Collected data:
____________

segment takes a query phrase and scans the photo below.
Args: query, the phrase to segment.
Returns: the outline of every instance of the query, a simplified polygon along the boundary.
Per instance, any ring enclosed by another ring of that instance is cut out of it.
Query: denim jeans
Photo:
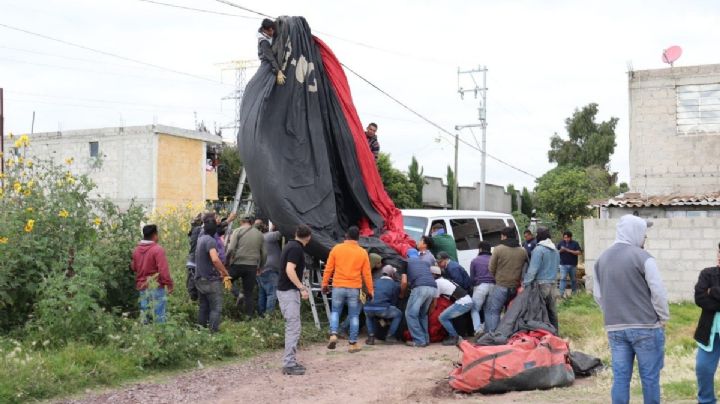
[[[698,383],[698,403],[715,404],[715,372],[720,361],[720,334],[715,334],[712,352],[697,349],[695,375]]]
[[[612,354],[613,404],[630,402],[630,379],[635,357],[645,404],[660,403],[660,370],[665,358],[665,331],[662,328],[629,328],[608,331]]]
[[[235,285],[235,281],[242,279],[243,301],[245,302],[243,311],[246,316],[254,317],[255,298],[253,292],[255,292],[255,285],[257,285],[257,267],[254,265],[231,265],[230,277],[233,282],[232,293],[235,297],[240,296],[240,289]]]
[[[557,304],[555,303],[557,299],[555,282],[540,283],[538,284],[538,288],[540,289],[540,297],[542,298],[543,303],[545,303],[545,308],[548,312],[548,320],[550,320],[550,324],[555,327],[555,332],[560,335],[560,323],[558,320]]]
[[[565,278],[570,275],[572,292],[577,292],[577,267],[575,265],[560,265],[560,296],[565,296]]]
[[[223,306],[223,284],[218,280],[196,279],[195,286],[198,290],[200,313],[198,324],[202,327],[209,327],[210,331],[217,332],[220,329],[220,315]]]
[[[428,310],[435,298],[437,288],[432,286],[417,286],[410,291],[407,308],[405,309],[405,320],[407,321],[410,335],[417,345],[430,343],[428,332]]]
[[[140,318],[143,323],[165,322],[165,288],[145,289],[140,291]],[[152,310],[152,314],[149,311]]]
[[[458,333],[457,331],[455,331],[455,327],[453,326],[452,319],[462,316],[463,314],[470,311],[472,308],[472,303],[453,303],[452,306],[448,307],[447,309],[443,310],[442,313],[440,313],[440,324],[442,324],[443,328],[445,328],[445,330],[451,337],[458,336]]]
[[[493,332],[500,324],[500,313],[517,294],[516,288],[495,285],[485,303],[485,332]]]
[[[473,290],[473,307],[470,311],[470,316],[472,317],[473,331],[475,332],[478,332],[483,327],[483,323],[480,321],[480,311],[483,309],[483,305],[490,295],[493,286],[495,285],[492,283],[481,283],[475,286],[475,290]],[[485,321],[487,321],[487,318]]]
[[[257,277],[258,314],[261,316],[275,310],[278,279],[280,279],[280,274],[277,271],[265,271]]]
[[[392,323],[390,323],[390,329],[387,333],[389,337],[397,333],[398,327],[400,327],[400,323],[402,322],[402,311],[395,306],[388,306],[385,309],[365,306],[365,323],[367,325],[368,335],[375,335],[376,318],[392,320]]]
[[[283,367],[291,368],[297,365],[298,342],[302,334],[300,322],[300,291],[297,289],[279,290],[277,292],[280,311],[285,318],[285,352],[283,353]]]
[[[348,319],[350,320],[350,336],[348,341],[351,344],[357,342],[360,332],[360,289],[333,288],[332,290],[332,312],[330,313],[330,333],[337,334],[340,326],[340,315],[345,304],[348,306]]]

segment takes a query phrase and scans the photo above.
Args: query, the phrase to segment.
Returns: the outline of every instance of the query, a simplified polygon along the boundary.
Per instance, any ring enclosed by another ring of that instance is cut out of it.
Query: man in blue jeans
[[[262,267],[257,277],[258,282],[258,315],[264,317],[265,313],[272,313],[275,310],[277,302],[277,285],[280,279],[280,240],[282,235],[275,229],[275,225],[271,224],[271,228],[262,224],[263,240],[265,242],[265,251],[267,258],[265,266]]]
[[[557,245],[557,250],[560,252],[560,297],[565,296],[565,279],[568,275],[572,294],[577,292],[577,264],[582,248],[572,237],[572,232],[566,231],[563,233],[562,241]]]
[[[695,284],[695,304],[701,309],[695,329],[697,357],[695,374],[698,382],[698,403],[714,404],[715,372],[720,362],[720,245],[717,264],[700,272]]]
[[[655,258],[643,249],[649,225],[637,216],[621,217],[615,243],[595,263],[593,296],[608,332],[613,404],[630,401],[636,357],[645,404],[660,403],[660,370],[670,310]]]
[[[485,332],[491,333],[500,323],[500,313],[517,295],[523,268],[528,256],[517,239],[514,227],[505,227],[500,231],[500,244],[490,257],[489,269],[495,278],[495,286],[485,303]]]
[[[428,313],[435,303],[437,284],[430,272],[430,264],[420,258],[416,249],[408,250],[407,256],[407,283],[410,286],[410,297],[405,308],[405,320],[412,336],[412,341],[407,341],[407,345],[424,348],[430,345]]]
[[[465,289],[462,288],[462,286],[449,279],[441,277],[442,270],[440,267],[431,267],[430,271],[435,277],[435,283],[437,284],[435,298],[437,299],[440,295],[443,295],[453,302],[450,307],[440,313],[440,317],[438,318],[440,324],[442,324],[443,328],[448,333],[447,338],[443,340],[442,344],[446,346],[457,345],[458,342],[460,342],[460,336],[455,330],[452,320],[456,317],[462,316],[472,309],[472,298]]]
[[[373,300],[365,305],[365,321],[368,329],[367,345],[375,345],[375,319],[391,320],[388,329],[386,344],[397,342],[398,327],[402,322],[402,311],[397,308],[400,296],[400,284],[395,280],[397,270],[392,265],[385,265],[380,279],[374,281],[375,295]]]

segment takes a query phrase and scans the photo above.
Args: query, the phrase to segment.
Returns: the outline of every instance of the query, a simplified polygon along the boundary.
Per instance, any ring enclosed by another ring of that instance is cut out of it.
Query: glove
[[[279,70],[278,70],[277,78],[275,79],[275,82],[276,82],[279,86],[285,84],[285,75],[283,74],[282,71],[279,71]]]
[[[225,290],[232,289],[232,278],[229,276],[224,277],[223,284],[225,285]]]
[[[322,292],[324,295],[330,294],[330,286],[323,286]]]

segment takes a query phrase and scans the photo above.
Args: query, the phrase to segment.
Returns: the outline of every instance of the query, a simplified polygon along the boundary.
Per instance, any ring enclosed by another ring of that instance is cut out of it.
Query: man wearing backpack
[[[472,309],[472,297],[470,297],[462,286],[449,279],[443,278],[440,267],[431,267],[430,272],[432,272],[433,277],[435,277],[435,283],[437,284],[435,298],[443,295],[453,302],[452,306],[443,310],[438,318],[440,324],[442,324],[445,331],[448,332],[448,336],[443,340],[442,344],[447,346],[457,345],[457,343],[460,342],[460,337],[455,330],[455,326],[453,326],[452,319],[460,317]]]
[[[490,257],[490,273],[495,278],[495,286],[485,303],[485,332],[495,331],[500,323],[500,313],[517,295],[523,268],[528,262],[525,249],[516,238],[514,227],[500,231],[500,244]]]
[[[445,272],[445,277],[457,283],[463,289],[472,290],[470,275],[457,261],[450,258],[450,254],[440,251],[437,256],[437,266]]]
[[[257,284],[257,274],[265,265],[267,252],[265,251],[265,238],[260,230],[252,225],[252,218],[244,217],[240,220],[240,227],[230,236],[227,248],[227,263],[230,264],[230,276],[233,284],[242,278],[243,296],[245,297],[245,316],[255,316],[255,299],[253,292]],[[233,295],[240,300],[240,291],[233,285]]]

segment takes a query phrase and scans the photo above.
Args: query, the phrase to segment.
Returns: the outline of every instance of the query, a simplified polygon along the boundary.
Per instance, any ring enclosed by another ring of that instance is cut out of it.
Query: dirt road
[[[261,355],[228,366],[193,370],[165,381],[134,384],[59,403],[479,403],[593,402],[572,390],[523,392],[498,396],[455,394],[446,377],[459,359],[455,347],[428,348],[375,345],[350,354],[347,345],[335,351],[323,345],[303,349],[298,358],[305,376],[283,376],[280,352]],[[585,382],[587,384],[587,382]],[[558,394],[560,393],[560,394]],[[597,401],[604,402],[595,397]]]

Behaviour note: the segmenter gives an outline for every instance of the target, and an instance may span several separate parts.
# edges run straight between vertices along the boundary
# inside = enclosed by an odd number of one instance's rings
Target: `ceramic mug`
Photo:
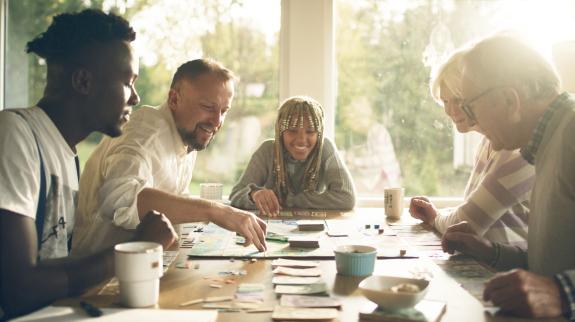
[[[114,247],[120,301],[128,307],[155,305],[160,295],[163,247],[152,242],[127,242]]]
[[[383,190],[385,215],[399,219],[403,213],[403,188],[385,188]]]

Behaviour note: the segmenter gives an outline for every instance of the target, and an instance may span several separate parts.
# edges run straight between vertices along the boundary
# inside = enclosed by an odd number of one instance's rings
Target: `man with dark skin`
[[[28,43],[27,52],[46,61],[47,83],[37,106],[0,112],[0,320],[81,294],[114,274],[112,248],[67,257],[78,189],[75,146],[94,131],[122,133],[139,101],[134,39],[123,18],[85,10],[54,17]],[[176,234],[151,211],[134,239],[167,248]]]

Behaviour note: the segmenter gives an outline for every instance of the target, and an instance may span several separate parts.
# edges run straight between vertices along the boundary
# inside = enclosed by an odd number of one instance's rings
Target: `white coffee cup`
[[[122,305],[155,305],[160,296],[160,277],[164,273],[162,245],[152,242],[121,243],[114,247],[114,253]]]
[[[200,198],[222,200],[223,189],[221,183],[200,183]]]
[[[383,190],[385,215],[399,219],[403,213],[403,188],[385,188]]]

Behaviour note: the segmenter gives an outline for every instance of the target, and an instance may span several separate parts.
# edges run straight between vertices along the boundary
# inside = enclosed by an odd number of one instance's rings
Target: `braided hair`
[[[275,127],[274,142],[274,176],[276,178],[276,194],[281,201],[285,199],[291,189],[287,183],[285,157],[288,153],[284,147],[282,134],[290,128],[302,128],[304,118],[307,118],[310,126],[317,131],[317,143],[310,155],[305,160],[304,191],[315,191],[319,182],[319,170],[321,167],[321,155],[323,150],[323,108],[313,98],[306,96],[294,96],[285,100],[279,110]]]

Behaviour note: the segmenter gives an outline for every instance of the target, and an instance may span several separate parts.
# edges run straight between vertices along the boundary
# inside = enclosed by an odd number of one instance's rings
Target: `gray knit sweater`
[[[289,155],[286,152],[286,155]],[[249,194],[254,190],[273,189],[274,139],[264,141],[253,154],[240,181],[230,194],[232,206],[256,209]],[[283,208],[349,210],[355,205],[355,189],[351,175],[342,162],[333,142],[324,138],[321,157],[320,179],[317,191],[304,192],[299,184],[305,172],[305,161],[289,156],[285,160],[286,171],[293,191],[289,191]]]

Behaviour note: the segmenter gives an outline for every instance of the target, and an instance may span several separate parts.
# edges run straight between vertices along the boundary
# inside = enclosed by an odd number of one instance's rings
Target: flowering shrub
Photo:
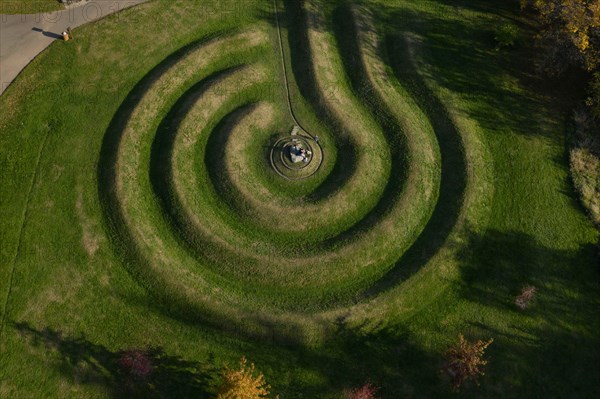
[[[533,301],[536,292],[537,288],[532,285],[523,287],[521,293],[515,298],[515,305],[521,310],[527,309],[531,304],[531,301]]]
[[[132,377],[146,378],[152,374],[152,361],[147,352],[141,349],[124,351],[118,363],[125,374]]]
[[[454,391],[458,391],[465,381],[477,382],[477,377],[485,374],[482,367],[487,361],[483,360],[483,353],[492,342],[493,339],[471,343],[461,334],[458,344],[448,349],[444,369],[452,378]]]
[[[378,387],[367,382],[359,388],[347,390],[344,392],[344,399],[377,399],[375,394],[379,390]]]

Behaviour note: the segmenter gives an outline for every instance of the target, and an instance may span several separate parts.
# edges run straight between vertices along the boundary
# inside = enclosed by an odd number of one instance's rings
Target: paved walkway
[[[84,0],[49,13],[0,14],[0,94],[35,56],[54,40],[62,40],[67,27],[76,28],[144,1]]]

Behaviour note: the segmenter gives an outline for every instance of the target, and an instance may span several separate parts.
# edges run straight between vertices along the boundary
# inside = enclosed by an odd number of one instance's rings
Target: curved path
[[[94,0],[38,14],[0,14],[0,94],[39,53],[76,28],[147,0]]]
[[[273,162],[273,150],[275,149],[275,147],[273,147],[273,149],[271,150],[271,167],[279,176],[283,177],[284,179],[302,180],[302,179],[305,179],[307,177],[314,175],[315,173],[317,173],[319,171],[319,169],[321,168],[321,165],[323,164],[324,155],[323,155],[323,148],[321,147],[321,144],[319,144],[319,141],[317,140],[317,136],[316,135],[313,136],[312,134],[310,134],[308,132],[308,130],[306,130],[304,128],[304,126],[302,126],[300,124],[300,121],[298,121],[298,118],[296,117],[296,114],[294,113],[294,108],[292,106],[292,96],[290,94],[290,81],[288,78],[288,68],[287,68],[286,61],[285,61],[285,53],[283,50],[283,36],[281,34],[281,23],[279,22],[279,8],[277,7],[277,1],[278,0],[273,0],[273,10],[275,11],[275,22],[277,25],[277,37],[279,39],[279,54],[281,57],[281,65],[282,65],[282,69],[283,69],[283,79],[285,81],[285,93],[286,93],[286,97],[287,97],[288,111],[290,112],[290,116],[292,117],[292,120],[294,121],[296,126],[299,128],[299,130],[300,130],[299,133],[301,133],[303,136],[306,136],[312,142],[314,142],[316,148],[318,149],[318,153],[320,154],[320,157],[318,159],[319,164],[317,165],[316,169],[314,169],[311,173],[305,174],[302,177],[290,177],[290,176],[286,175],[285,173],[282,173],[277,168],[275,162]],[[296,133],[292,133],[292,134],[296,134]]]

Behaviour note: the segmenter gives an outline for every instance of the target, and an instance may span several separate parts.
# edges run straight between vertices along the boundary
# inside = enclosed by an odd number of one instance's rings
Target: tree
[[[471,343],[461,334],[458,344],[448,349],[444,370],[452,378],[454,391],[458,391],[467,380],[477,383],[477,378],[485,374],[482,367],[487,364],[487,361],[483,360],[483,353],[492,342],[493,339]]]
[[[571,66],[591,72],[600,65],[600,0],[521,0],[540,16],[542,69],[558,76]]]
[[[266,384],[262,374],[254,376],[254,364],[245,357],[240,359],[238,369],[225,366],[221,373],[223,383],[219,388],[217,399],[261,399],[267,398],[271,387]]]
[[[375,394],[378,390],[378,387],[367,382],[361,387],[345,391],[344,399],[377,399]]]

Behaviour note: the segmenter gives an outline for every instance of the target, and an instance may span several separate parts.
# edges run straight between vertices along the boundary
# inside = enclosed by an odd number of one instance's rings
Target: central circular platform
[[[286,135],[271,148],[271,166],[288,180],[303,180],[313,176],[323,163],[323,150],[308,134]]]
[[[289,152],[289,158],[294,164],[304,163],[309,164],[312,160],[312,151],[311,148],[304,145],[301,142],[291,143],[286,146],[287,152]],[[285,156],[285,152],[281,153],[282,156]]]

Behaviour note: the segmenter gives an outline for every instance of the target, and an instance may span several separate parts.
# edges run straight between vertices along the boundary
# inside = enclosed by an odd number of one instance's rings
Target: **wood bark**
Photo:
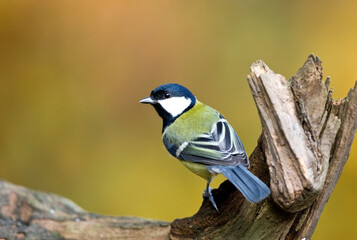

____________

When the line containing "Query: denim jeans" is reached, include it and stop. Until then, output each line of the entries exactly as given, starting from the first.

segment takes a query phrase and scans the photo below.
Args: query, the phrase to segment.
Returns: the outline of every instance of the query, a simplified polygon along the boundary.
Per instance, any ring enclosed by another ring of that instance is cut out of it.
Query: denim jeans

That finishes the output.